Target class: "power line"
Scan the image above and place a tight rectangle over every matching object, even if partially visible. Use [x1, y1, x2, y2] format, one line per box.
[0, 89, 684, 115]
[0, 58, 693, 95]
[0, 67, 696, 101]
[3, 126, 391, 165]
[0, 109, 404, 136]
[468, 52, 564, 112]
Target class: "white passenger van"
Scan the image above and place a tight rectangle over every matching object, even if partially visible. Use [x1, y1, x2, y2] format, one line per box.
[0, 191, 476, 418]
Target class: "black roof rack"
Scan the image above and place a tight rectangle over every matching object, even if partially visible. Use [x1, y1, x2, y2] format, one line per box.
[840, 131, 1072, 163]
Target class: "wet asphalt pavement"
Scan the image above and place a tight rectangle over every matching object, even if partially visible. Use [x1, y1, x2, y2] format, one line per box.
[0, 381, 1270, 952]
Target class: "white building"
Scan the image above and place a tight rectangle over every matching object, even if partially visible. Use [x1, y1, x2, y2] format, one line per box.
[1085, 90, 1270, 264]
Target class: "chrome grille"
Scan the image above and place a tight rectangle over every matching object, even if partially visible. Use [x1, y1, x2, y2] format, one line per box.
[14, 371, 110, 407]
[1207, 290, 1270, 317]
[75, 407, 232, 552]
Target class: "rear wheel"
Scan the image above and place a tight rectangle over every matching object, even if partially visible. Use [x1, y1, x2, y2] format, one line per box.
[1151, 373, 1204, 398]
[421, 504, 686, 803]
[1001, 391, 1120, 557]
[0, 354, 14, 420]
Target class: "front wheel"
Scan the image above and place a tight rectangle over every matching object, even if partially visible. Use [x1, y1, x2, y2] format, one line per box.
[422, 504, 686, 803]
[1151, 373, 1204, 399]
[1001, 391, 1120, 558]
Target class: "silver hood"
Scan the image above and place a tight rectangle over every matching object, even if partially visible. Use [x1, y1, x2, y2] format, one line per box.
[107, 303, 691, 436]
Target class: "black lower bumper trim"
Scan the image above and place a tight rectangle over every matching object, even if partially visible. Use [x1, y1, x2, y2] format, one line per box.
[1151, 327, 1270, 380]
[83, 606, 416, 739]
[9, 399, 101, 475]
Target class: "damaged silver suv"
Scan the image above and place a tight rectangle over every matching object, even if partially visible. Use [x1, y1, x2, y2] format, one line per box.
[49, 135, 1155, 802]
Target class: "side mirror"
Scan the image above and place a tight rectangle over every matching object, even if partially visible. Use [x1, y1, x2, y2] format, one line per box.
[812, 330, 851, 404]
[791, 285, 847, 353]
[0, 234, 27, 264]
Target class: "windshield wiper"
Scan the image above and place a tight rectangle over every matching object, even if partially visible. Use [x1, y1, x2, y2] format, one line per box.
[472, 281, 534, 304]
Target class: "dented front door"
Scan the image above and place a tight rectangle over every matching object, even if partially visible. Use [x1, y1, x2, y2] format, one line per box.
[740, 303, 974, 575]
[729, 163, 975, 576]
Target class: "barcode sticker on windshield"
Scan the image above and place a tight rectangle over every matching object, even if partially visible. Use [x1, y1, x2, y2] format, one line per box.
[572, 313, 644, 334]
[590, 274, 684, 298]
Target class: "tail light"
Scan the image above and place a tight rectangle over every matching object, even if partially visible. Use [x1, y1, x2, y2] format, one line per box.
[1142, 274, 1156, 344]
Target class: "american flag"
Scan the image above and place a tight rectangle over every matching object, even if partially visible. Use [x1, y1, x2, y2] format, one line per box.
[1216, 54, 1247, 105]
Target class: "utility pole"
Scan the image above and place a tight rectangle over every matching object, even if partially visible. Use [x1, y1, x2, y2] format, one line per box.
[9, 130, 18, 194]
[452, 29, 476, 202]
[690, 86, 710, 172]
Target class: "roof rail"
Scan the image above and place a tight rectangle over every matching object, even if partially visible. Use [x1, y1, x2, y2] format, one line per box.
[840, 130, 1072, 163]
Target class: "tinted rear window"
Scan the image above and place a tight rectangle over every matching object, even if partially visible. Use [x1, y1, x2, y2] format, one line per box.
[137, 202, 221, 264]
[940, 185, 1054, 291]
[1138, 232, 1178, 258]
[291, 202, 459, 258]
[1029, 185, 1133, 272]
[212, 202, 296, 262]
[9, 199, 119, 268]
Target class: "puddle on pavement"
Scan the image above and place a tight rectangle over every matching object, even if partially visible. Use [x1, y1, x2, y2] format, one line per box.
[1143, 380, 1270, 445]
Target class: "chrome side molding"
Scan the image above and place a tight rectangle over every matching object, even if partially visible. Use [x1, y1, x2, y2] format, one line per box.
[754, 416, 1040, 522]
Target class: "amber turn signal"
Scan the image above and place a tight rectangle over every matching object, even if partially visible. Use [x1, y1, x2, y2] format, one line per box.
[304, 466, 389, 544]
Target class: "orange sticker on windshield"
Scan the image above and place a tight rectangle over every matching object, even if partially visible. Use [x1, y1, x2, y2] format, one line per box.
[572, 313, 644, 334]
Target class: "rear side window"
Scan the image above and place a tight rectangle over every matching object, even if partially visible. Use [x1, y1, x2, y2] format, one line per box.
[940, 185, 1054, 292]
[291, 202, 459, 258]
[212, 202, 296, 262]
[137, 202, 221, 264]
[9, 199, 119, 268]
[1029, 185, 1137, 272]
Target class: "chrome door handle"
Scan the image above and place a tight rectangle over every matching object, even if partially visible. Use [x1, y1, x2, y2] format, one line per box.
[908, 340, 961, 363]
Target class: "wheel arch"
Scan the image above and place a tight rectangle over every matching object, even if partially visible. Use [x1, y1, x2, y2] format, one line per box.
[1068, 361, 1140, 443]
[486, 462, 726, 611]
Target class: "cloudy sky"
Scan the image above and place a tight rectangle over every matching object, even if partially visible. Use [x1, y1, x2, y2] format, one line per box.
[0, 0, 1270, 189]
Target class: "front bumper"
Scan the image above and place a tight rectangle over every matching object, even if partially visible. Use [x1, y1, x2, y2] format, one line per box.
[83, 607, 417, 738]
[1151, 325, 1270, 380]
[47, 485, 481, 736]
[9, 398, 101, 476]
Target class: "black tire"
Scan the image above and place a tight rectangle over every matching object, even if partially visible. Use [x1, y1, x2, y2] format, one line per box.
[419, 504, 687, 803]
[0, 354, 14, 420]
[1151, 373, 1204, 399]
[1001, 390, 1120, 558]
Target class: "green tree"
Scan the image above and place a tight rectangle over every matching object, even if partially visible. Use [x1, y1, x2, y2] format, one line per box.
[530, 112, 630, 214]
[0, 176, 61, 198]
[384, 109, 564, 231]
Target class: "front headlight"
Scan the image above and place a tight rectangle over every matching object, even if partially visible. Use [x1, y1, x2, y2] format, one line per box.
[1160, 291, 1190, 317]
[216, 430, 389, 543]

■ ■ ■ ■

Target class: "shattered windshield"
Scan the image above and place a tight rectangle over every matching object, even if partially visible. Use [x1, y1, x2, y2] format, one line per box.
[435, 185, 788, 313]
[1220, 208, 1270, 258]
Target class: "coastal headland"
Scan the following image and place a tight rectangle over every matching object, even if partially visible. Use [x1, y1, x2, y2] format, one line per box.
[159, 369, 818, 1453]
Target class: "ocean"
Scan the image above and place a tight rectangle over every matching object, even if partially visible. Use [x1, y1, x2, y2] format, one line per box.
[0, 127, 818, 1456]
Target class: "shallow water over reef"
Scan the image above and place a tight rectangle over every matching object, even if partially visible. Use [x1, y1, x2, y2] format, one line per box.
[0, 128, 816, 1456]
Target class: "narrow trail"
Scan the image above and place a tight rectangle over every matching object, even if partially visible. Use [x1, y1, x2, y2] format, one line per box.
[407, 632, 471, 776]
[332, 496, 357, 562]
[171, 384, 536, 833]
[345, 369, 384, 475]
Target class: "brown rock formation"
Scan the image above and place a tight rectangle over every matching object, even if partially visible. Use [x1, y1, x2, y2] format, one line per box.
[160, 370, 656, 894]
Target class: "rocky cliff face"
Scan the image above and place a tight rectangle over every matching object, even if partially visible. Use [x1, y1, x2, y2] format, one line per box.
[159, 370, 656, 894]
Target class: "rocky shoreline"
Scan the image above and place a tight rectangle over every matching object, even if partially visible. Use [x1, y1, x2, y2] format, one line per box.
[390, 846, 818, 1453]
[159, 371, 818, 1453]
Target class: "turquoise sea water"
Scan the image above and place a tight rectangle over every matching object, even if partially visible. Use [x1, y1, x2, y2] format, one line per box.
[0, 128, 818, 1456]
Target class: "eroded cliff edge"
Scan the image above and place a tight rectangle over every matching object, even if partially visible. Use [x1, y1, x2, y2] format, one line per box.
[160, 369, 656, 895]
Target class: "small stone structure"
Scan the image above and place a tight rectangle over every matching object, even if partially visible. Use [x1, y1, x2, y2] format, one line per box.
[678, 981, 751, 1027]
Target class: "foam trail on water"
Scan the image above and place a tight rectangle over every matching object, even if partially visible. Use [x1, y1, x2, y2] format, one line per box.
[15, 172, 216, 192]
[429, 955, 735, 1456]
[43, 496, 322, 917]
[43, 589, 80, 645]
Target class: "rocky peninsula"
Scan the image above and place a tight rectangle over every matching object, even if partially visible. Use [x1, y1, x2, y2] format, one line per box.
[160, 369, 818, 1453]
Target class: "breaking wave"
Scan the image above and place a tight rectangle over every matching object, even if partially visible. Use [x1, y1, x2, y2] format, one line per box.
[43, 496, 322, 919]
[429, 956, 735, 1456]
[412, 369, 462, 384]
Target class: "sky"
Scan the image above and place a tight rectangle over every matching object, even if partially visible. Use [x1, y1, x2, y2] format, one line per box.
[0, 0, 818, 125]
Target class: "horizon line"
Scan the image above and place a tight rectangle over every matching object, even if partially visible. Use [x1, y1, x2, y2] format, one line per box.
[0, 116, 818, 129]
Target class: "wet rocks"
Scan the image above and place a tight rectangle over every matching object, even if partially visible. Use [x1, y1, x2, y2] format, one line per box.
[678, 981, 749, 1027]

■ ■ ■ ■

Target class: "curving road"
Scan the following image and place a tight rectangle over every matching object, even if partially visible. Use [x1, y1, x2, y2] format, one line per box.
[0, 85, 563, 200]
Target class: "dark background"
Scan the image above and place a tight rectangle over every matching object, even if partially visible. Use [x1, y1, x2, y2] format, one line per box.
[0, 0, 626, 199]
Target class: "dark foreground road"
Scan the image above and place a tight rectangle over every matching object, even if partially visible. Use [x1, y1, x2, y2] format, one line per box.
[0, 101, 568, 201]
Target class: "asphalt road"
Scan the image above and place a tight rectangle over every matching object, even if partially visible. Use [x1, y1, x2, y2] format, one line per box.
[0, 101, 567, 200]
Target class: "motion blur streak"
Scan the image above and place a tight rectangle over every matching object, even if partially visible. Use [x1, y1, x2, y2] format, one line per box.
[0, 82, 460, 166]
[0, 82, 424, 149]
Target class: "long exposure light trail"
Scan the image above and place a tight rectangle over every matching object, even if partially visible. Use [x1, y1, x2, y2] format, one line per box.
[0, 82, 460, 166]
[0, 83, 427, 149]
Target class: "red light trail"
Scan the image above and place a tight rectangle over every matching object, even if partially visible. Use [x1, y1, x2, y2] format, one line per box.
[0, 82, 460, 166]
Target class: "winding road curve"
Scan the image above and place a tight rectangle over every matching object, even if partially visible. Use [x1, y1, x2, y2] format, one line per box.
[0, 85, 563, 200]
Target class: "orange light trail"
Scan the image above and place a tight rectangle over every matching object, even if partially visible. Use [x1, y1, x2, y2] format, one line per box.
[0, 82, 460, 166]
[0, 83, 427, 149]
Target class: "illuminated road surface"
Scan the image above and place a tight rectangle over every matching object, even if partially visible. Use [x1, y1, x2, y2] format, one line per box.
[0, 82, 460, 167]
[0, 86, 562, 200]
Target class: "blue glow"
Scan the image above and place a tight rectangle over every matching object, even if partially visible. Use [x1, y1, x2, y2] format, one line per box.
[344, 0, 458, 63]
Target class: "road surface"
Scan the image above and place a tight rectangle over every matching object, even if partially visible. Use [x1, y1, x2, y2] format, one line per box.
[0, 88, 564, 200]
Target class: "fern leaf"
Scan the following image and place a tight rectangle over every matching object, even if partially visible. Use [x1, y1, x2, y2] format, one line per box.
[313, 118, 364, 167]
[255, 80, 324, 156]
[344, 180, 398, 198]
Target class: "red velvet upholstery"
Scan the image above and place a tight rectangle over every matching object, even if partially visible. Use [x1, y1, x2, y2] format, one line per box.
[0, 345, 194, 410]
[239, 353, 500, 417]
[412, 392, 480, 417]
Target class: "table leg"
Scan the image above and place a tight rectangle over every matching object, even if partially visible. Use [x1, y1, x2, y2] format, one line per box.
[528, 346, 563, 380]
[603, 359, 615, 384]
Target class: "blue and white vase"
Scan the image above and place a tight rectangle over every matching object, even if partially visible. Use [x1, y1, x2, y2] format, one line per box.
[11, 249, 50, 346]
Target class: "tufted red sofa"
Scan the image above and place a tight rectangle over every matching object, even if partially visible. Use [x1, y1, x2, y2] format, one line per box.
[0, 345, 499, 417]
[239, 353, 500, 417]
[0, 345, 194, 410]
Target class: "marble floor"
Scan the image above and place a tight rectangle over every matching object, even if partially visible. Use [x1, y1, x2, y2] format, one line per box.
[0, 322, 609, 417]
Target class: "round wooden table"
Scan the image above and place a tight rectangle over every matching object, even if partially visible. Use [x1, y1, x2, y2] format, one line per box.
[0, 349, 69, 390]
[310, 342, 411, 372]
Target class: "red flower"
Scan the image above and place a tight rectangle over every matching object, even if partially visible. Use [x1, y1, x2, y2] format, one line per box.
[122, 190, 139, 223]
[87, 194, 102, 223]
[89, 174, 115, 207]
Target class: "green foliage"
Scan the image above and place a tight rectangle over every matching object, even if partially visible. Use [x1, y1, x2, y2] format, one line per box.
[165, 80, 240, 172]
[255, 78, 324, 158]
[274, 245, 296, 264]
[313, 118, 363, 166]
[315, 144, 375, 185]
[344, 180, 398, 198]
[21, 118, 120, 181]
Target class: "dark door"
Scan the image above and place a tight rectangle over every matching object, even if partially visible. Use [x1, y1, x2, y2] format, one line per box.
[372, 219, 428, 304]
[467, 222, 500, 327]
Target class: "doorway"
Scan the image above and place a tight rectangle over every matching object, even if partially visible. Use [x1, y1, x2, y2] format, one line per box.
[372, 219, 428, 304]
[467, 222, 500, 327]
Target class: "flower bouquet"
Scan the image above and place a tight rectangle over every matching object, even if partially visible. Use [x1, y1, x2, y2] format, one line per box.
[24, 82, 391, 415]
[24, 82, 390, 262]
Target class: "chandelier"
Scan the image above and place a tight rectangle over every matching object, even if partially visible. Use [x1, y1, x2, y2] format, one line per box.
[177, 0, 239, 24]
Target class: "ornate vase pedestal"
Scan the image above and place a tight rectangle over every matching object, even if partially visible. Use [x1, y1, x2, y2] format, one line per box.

■ ■ ■ ■

Extract each line of the listing above that contains the word "sticker", treating uppercase and lowercase letters as different.

■ SOLUTION TO THIS TASK:
Target class: "barcode sticker on windshield"
Target class: "orange sticker on windshield"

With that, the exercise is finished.